What the exercise asks » Convert the data into a JSON list of strings, one string per line with blank lines left out, starting at the line that contains "the crowd control" and ending after the final line of the data.
- - - - - - -
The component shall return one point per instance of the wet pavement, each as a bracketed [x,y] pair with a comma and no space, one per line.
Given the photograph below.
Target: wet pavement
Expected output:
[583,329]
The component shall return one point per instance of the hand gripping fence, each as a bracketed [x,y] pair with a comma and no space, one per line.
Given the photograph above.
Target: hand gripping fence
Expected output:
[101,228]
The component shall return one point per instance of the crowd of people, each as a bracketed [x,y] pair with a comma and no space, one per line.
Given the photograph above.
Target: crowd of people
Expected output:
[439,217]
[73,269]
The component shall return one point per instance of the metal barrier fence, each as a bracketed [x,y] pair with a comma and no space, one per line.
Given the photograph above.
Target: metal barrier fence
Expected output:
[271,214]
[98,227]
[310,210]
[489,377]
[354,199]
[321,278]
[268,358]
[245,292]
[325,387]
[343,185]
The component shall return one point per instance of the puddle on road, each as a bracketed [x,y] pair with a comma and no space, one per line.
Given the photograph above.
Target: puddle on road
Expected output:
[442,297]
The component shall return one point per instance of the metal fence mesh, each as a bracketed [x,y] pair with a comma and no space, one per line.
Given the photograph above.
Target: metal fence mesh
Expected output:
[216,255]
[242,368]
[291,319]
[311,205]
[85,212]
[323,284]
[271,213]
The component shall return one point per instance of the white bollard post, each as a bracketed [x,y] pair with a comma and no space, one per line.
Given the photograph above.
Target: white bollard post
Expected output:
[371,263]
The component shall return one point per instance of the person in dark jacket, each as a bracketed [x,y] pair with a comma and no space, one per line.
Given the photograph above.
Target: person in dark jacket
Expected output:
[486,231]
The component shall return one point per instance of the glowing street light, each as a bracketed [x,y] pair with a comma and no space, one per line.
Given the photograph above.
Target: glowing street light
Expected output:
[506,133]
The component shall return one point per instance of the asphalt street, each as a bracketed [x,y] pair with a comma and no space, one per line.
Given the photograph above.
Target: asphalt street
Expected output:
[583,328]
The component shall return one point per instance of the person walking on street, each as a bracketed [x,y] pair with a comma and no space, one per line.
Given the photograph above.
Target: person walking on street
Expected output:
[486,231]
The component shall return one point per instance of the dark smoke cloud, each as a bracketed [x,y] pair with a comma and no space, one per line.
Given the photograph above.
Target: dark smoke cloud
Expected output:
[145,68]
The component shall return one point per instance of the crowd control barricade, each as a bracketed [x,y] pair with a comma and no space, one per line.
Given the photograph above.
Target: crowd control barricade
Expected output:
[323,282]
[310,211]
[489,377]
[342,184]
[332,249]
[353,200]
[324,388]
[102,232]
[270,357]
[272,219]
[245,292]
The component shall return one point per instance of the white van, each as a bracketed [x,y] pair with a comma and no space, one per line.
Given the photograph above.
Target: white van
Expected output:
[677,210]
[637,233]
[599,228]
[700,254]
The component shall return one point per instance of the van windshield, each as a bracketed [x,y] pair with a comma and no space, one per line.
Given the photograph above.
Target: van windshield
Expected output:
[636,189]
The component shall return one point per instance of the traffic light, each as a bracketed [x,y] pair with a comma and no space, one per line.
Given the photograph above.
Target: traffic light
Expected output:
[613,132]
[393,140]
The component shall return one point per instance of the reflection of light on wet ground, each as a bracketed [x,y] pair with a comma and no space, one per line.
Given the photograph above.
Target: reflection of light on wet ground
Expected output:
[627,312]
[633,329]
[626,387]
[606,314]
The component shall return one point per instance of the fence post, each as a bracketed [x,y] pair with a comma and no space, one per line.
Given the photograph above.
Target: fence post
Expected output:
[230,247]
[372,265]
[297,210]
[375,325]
- - - - - - -
Task response »
[
  "The component shall return one point per instance of the crowd control barricade, each as a bracketed [x,y] pair with a comma and no space, one per line.",
  "Given the photograph above.",
  "Target: crowd control barricade",
  "Expected output:",
  "[323,282]",
  "[310,211]",
  "[489,377]",
  "[342,184]",
  "[332,249]",
  "[353,200]",
  "[324,388]",
  "[102,232]",
  "[270,357]",
  "[272,219]",
  "[245,292]",
  "The component shall return one point per instance of the white van, each as a bracketed [x,y] pair with a comma and no space, one per line.",
  "Given the photograph above.",
  "Target: white van",
  "Expected output:",
  "[677,210]",
  "[637,233]",
  "[599,228]",
  "[700,254]",
  "The component shall return one point per instance of the van windshield, each as a bracketed [x,y] pair with a comma and no space, one per line.",
  "Given the photograph above.",
  "Target: van windshield",
  "Expected output:",
  "[636,189]",
  "The component shall return one point per instance of the traffic light, each as a bracketed [x,y] pair with a comma and no space, one per line.",
  "Given the photograph above.",
  "Target: traffic light",
  "Expected output:",
  "[613,132]",
  "[393,140]",
  "The component shall return one point per instance of the reflection of light on wet ground, each as a bracketed [x,y] pair with a comma and no space, one per line.",
  "Given the photograph above.",
  "Target: reflection of light on wet ground",
  "Expected output:",
  "[627,312]",
  "[633,329]",
  "[626,387]",
  "[606,314]",
  "The component shall return one point per instance of the fence post, each as a bracketed [x,y] pair with a comma and no space, one per line.",
  "Given the photograph above.",
  "Target: fence post",
  "Expected output:",
  "[230,247]",
  "[372,265]",
  "[297,210]",
  "[375,325]"
]